■ Travail à faire
(1) Dans le texte sur les polluants marins, reformulez sous forme de liste le paragraphe qui commence par « En tant que prédateurs au sommet de la chaine alimentaire » en conservant ses faits principaux.
(2) D'après le texte sur les polluants marins, pourquoi certains cétacés sont-ils particulièrement touchés ? Répondez en une à trois phrases.
(3) Poursuivez le texte sur les polluants marins à partir de sa dernière phrase.
== Texte fourni ==
D’autant plus que ces produits chimiques toxiques ont tendance à se bioamplifier dans le réseau trophique marin et donc à s’accumuler dans les tissus corporels d’organismes trophiques supérieurs. Et ce, au point que certains éléments avec une fonction biologique et essentiels à la vie, à trop haute concentration, deviennent mortels. On pense au fer, manganèse, ou encore au zinc.
En tant que prédateurs au sommet de la chaine alimentaire et avec une durée de vie relativement longue, certains cétacés sont particulièrement touchés. Des concentrations d’éléments inorganiques dans les odontocètes, ou cétacés à dents, ont été documentées dans de nombreux tissus, notamment la graisse, le foie, les reins, la peau et le sang, provoquant des effets néfastes, notamment des lésions rénales, une immunosuppression et des troubles neurologiques, développementaux et reproductifs.
===
== Entrées fournies ==
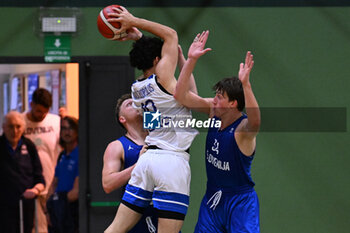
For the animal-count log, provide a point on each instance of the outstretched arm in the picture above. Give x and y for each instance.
(166, 66)
(182, 91)
(180, 63)
(113, 177)
(252, 125)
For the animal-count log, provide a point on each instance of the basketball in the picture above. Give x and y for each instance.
(107, 29)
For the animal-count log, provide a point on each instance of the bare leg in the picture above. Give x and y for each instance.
(124, 220)
(166, 225)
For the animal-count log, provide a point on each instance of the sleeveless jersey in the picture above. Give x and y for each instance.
(131, 151)
(227, 167)
(150, 96)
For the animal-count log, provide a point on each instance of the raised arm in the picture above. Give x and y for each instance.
(113, 177)
(252, 125)
(166, 66)
(182, 92)
(180, 64)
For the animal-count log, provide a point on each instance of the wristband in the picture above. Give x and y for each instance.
(37, 190)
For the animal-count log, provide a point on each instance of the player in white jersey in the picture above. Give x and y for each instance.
(162, 174)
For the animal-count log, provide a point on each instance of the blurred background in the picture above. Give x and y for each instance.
(301, 51)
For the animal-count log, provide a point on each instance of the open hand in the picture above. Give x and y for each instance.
(245, 68)
(196, 49)
(122, 16)
(29, 194)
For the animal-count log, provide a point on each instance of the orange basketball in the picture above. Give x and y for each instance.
(107, 29)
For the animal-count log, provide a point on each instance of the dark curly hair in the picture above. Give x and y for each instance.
(144, 51)
(43, 97)
(120, 101)
(234, 90)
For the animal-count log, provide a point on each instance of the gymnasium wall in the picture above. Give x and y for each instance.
(301, 60)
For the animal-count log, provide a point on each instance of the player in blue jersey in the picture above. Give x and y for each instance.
(230, 203)
(121, 156)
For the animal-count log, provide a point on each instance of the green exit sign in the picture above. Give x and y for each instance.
(57, 49)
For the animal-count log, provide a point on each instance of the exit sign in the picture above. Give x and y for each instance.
(57, 48)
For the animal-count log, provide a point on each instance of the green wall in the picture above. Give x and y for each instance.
(301, 60)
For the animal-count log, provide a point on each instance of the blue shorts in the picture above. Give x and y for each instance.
(222, 212)
(148, 222)
(162, 177)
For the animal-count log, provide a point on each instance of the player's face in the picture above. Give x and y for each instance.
(38, 112)
(221, 103)
(68, 134)
(128, 111)
(13, 129)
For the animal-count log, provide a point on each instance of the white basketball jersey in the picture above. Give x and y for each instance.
(172, 135)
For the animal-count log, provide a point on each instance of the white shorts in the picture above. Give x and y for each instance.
(161, 176)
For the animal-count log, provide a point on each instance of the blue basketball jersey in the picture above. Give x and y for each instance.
(149, 219)
(230, 204)
(227, 167)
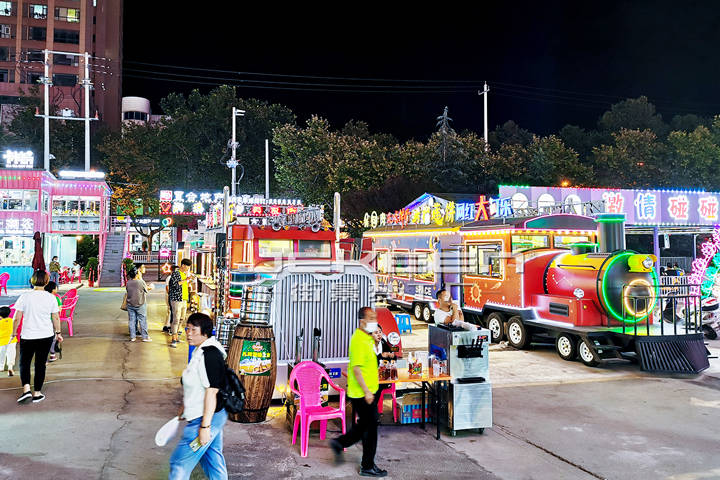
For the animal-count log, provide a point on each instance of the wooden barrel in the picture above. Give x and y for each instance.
(252, 356)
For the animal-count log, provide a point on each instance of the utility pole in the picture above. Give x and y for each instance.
(267, 169)
(484, 93)
(46, 110)
(233, 145)
(86, 85)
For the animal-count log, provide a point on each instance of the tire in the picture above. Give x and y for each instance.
(496, 324)
(517, 333)
(586, 353)
(417, 311)
(566, 346)
(427, 314)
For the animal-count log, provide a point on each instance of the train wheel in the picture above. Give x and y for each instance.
(417, 311)
(427, 313)
(495, 325)
(517, 333)
(566, 347)
(587, 353)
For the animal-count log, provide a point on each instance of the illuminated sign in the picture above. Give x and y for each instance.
(19, 159)
(81, 174)
(705, 268)
(437, 214)
(17, 226)
(641, 206)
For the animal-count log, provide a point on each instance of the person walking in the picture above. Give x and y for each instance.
(54, 269)
(137, 291)
(168, 318)
(39, 313)
(204, 376)
(179, 293)
(362, 388)
(51, 288)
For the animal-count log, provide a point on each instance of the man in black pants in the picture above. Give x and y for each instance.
(363, 384)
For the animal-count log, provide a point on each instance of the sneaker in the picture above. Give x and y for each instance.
(25, 397)
(337, 449)
(373, 472)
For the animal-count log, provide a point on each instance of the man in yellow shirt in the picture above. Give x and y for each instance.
(363, 384)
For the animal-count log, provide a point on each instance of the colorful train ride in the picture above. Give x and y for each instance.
(562, 278)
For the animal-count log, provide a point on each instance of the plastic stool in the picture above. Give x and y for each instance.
(403, 321)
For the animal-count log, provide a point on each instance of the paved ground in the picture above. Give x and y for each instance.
(553, 419)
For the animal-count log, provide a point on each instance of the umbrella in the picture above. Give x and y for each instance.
(38, 260)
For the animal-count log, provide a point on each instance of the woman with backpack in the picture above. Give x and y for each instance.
(203, 407)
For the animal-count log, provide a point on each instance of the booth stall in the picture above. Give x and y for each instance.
(60, 209)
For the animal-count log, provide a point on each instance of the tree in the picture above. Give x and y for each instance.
(633, 114)
(199, 132)
(136, 161)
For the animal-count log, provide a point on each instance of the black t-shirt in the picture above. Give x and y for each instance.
(215, 368)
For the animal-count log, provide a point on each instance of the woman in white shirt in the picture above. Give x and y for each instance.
(39, 313)
(202, 439)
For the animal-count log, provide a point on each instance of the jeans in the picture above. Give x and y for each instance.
(179, 312)
(183, 459)
(137, 315)
(365, 429)
(39, 348)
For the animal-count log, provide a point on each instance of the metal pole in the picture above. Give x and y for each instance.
(86, 83)
(267, 169)
(485, 91)
(46, 120)
(233, 161)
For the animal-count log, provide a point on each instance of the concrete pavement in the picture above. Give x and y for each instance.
(553, 419)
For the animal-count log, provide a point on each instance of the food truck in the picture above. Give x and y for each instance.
(534, 274)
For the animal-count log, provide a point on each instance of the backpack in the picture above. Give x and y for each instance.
(233, 392)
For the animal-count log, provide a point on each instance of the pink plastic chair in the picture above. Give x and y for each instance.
(4, 277)
(77, 277)
(69, 295)
(388, 391)
(308, 375)
(67, 311)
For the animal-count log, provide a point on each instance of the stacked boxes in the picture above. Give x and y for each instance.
(411, 408)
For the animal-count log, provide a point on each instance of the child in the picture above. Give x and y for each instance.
(51, 287)
(7, 348)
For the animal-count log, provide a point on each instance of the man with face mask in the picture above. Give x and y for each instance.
(363, 384)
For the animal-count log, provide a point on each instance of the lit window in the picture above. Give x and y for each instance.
(275, 248)
(37, 11)
(314, 248)
(484, 259)
(520, 243)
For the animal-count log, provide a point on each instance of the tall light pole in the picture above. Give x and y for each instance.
(484, 93)
(233, 145)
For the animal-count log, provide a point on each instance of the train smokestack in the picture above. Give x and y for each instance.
(611, 232)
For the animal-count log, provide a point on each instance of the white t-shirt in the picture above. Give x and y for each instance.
(37, 307)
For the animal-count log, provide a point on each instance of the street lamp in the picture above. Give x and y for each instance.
(232, 163)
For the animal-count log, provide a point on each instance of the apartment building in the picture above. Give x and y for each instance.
(76, 26)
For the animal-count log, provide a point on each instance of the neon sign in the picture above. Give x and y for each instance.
(705, 268)
(19, 159)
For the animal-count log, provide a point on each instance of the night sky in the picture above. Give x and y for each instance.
(548, 63)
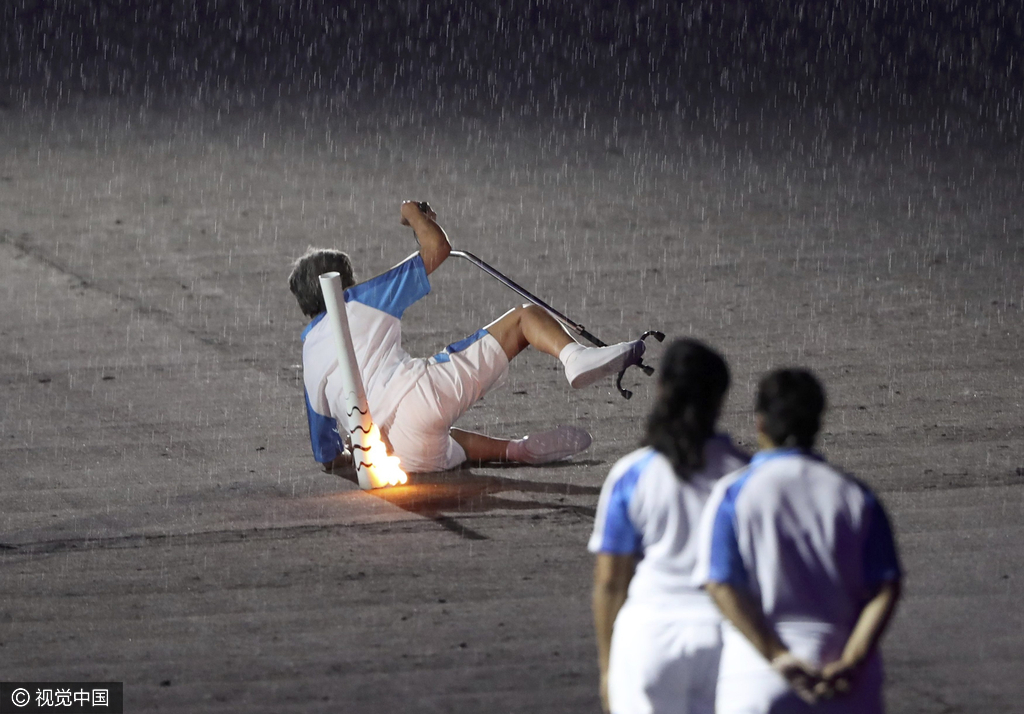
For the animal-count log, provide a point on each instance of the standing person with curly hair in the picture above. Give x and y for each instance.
(801, 559)
(657, 635)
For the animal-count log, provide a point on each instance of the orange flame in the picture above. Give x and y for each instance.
(384, 469)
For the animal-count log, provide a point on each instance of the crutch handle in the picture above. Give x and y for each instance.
(647, 369)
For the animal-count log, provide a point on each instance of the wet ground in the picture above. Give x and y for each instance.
(163, 523)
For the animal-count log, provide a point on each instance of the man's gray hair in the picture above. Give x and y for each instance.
(304, 281)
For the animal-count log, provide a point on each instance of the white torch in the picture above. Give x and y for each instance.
(374, 466)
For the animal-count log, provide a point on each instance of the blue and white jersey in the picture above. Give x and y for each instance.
(374, 309)
(811, 544)
(646, 511)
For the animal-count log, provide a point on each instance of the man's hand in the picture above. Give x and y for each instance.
(412, 210)
(802, 677)
(837, 678)
(434, 247)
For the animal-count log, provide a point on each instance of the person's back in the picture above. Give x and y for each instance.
(800, 559)
(416, 402)
(664, 513)
(804, 529)
(658, 635)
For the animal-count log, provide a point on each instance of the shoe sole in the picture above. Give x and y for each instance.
(551, 447)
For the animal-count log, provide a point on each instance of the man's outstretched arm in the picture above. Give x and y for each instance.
(434, 246)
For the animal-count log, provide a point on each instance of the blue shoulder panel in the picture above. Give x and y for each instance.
(726, 562)
(323, 434)
(394, 291)
(621, 536)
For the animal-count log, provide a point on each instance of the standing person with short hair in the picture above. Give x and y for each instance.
(657, 635)
(801, 560)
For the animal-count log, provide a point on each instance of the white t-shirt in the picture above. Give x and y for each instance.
(374, 309)
(647, 511)
(812, 545)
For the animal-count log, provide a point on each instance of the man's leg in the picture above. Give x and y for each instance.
(480, 448)
(530, 325)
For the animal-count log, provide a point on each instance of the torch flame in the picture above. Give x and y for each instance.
(383, 468)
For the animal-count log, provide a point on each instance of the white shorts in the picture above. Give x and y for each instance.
(663, 661)
(454, 381)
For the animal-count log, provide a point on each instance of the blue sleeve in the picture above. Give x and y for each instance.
(726, 562)
(620, 536)
(881, 560)
(394, 291)
(323, 435)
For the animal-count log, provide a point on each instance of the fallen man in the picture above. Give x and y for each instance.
(415, 402)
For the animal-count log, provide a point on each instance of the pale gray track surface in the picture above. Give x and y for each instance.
(163, 523)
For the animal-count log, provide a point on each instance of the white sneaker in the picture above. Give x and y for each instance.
(589, 365)
(553, 445)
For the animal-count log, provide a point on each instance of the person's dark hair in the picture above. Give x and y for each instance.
(304, 281)
(791, 403)
(692, 381)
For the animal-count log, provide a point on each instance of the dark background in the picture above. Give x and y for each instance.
(902, 59)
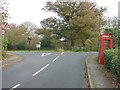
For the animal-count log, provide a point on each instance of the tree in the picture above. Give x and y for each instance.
(114, 33)
(77, 20)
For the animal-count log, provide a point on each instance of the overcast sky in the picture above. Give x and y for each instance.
(30, 10)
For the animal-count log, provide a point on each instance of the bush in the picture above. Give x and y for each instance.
(112, 61)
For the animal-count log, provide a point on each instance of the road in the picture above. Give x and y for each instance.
(47, 70)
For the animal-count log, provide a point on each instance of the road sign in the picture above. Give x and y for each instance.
(4, 26)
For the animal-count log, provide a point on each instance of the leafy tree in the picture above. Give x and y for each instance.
(77, 20)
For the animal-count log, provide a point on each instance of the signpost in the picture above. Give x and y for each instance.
(38, 45)
(3, 32)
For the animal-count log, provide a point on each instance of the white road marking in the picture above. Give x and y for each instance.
(15, 86)
(45, 54)
(40, 70)
(56, 58)
(62, 53)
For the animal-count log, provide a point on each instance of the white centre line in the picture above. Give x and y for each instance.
(40, 70)
(56, 58)
(62, 53)
(15, 86)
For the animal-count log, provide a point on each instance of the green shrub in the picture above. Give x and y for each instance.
(112, 61)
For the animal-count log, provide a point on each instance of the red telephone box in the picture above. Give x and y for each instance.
(105, 43)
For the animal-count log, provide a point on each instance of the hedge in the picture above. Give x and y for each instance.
(112, 61)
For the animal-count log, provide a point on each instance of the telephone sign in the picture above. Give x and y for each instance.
(105, 43)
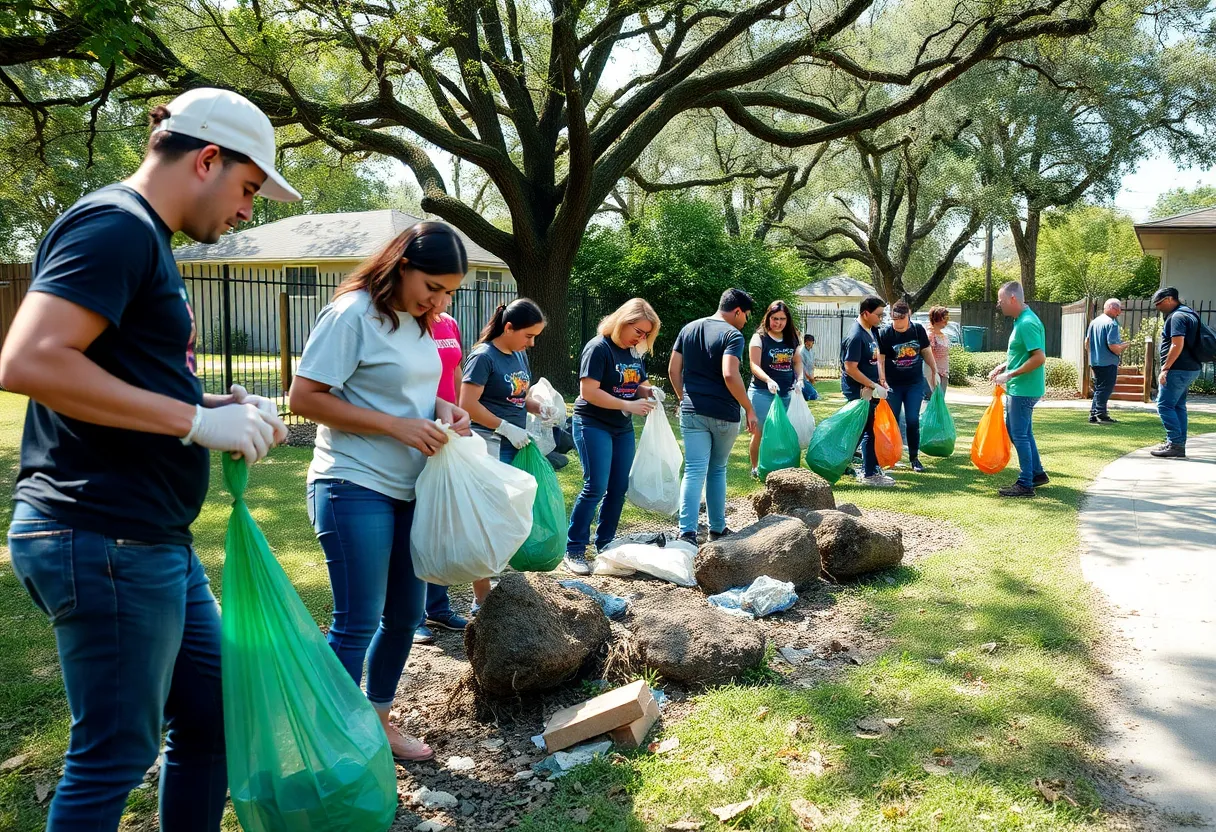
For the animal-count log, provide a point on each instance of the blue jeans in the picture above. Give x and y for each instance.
(1018, 419)
(607, 457)
(907, 399)
(138, 633)
(1103, 386)
(761, 402)
(377, 600)
(1171, 404)
(708, 443)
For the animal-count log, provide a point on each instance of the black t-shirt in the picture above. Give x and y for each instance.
(110, 253)
(905, 365)
(1182, 321)
(776, 360)
(619, 372)
(859, 346)
(703, 343)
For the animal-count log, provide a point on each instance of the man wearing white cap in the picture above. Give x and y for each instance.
(114, 464)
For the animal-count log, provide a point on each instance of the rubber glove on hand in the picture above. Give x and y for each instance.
(242, 429)
(516, 436)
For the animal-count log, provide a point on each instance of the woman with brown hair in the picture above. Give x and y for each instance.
(612, 389)
(776, 367)
(369, 377)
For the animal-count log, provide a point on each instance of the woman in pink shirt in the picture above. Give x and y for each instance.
(445, 331)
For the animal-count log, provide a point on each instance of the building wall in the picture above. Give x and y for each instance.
(1188, 263)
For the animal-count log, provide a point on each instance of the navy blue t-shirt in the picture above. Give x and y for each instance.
(110, 253)
(703, 343)
(619, 372)
(905, 364)
(1182, 321)
(859, 346)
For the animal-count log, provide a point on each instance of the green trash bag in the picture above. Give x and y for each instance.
(778, 442)
(545, 547)
(305, 751)
(938, 432)
(836, 440)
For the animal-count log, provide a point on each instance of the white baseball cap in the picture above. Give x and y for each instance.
(224, 118)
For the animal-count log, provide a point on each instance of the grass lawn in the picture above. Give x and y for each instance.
(1023, 712)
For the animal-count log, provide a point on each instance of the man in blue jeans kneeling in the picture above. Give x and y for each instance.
(114, 464)
(1025, 381)
(704, 374)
===
■ Résultats de l'exercice
(1)
- Certains cétacés sont particulièrement touchés, car ils sont des prédateurs au sommet de la chaîne alimentaire et vivent relativement longtemps.
- Chez les odontocètes, ou cétacés à dents, on a documenté des concentrations d'éléments inorganiques dans de nombreux tissus : la graisse, le foie, les reins, la peau et le sang.
- Ces concentrations provoquent des effets néfastes, notamment des lésions rénales, une immunosuppression et des troubles neurologiques, développementaux et reproductifs.

(2) Certains cétacés sont particulièrement touchés parce qu'ils sont des prédateurs au sommet de la chaîne alimentaire et qu'ils ont une durée de vie relativement longue. Or les produits chimiques toxiques ont tendance à se bioamplifier dans le réseau trophique marin. Ils s'accumulent donc dans les tissus des organismes trophiques supérieurs.

(3)
Les odontocètes, sont donc des espèces sentinelles de la santé des écosystèmes et des menaces anthropiques chimiques. Ils peuvent donc être utilisés pour surveiller les contaminants anthropiques des océans.
En effet, outre les nombreux polluants déjà présents dans la biosphère, des centaines de nouveaux composés avec des tests de toxicité incomplets, entrent chaque année sur le marché de la consommation et donc dans les océans. Il en résulte un décalage considérable entre la mise sur le marché de ces produits chimiques et le moment où on comprend leurs effets sur la santé des individus, des populations et des écosystèmes.
Dans un effort de rattraper la production de l’industrie chimique et de fournir plus d’informations sur les contaminants anthropiques existants dans les odontocètes en liberté, des scientifiques américains ont cherché à établir par spectrométrie de masse les concentrations de base de plusieurs contaminants anthropiques largement utilisés et dispersés, dans le foie et la graisse de 83 odontocètes échoués du sud-est des États-Unis entre 2012 et 2018 en fonction de paramètres démographiques (espèce, sexe, classe d’âge et lieu d’échouage) tout en décrivant les lésions histopathologiques.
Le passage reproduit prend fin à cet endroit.